Please copy the lines below exactly, without the pictures.

[start Records for this task]

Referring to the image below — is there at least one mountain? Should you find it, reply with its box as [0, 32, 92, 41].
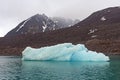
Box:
[5, 14, 78, 36]
[6, 14, 58, 36]
[51, 17, 80, 28]
[0, 7, 120, 55]
[73, 7, 120, 40]
[76, 7, 120, 26]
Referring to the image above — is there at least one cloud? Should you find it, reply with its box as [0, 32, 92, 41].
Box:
[0, 0, 120, 35]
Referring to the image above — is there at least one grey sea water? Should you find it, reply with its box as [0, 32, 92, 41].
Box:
[0, 56, 120, 80]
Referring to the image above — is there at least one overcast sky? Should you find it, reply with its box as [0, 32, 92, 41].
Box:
[0, 0, 120, 37]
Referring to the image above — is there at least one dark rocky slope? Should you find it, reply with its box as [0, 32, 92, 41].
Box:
[0, 7, 120, 55]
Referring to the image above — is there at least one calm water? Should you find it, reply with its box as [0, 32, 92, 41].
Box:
[0, 56, 120, 80]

[end Records for this task]

» **Written answer**:
Referring to the image below — is there at least one mountain? Should you find it, reply with its box as [0, 32, 92, 41].
Box:
[5, 14, 78, 36]
[6, 14, 58, 36]
[51, 17, 80, 28]
[0, 7, 120, 55]
[73, 7, 120, 40]
[76, 7, 120, 26]
Referring to the image above — is there at least one cloud? Should you find it, reply with its box as [0, 32, 92, 41].
Box:
[0, 0, 120, 35]
Referring to the image above — is there at least one grey sea water? Should you find it, reply with its box as [0, 32, 92, 41].
Box:
[0, 56, 120, 80]
Referring to the image above — is there at least one overcast sky? Should you find it, reply with its box as [0, 32, 92, 41].
Box:
[0, 0, 120, 37]
Referring to the image above — is there at least one dark rocky slope? Should you find it, reply with its box as [0, 32, 92, 41].
Box:
[0, 7, 120, 55]
Referring to the image above — is there at least one calm water? Should you find it, reply with its box as [0, 32, 92, 41].
Box:
[0, 56, 120, 80]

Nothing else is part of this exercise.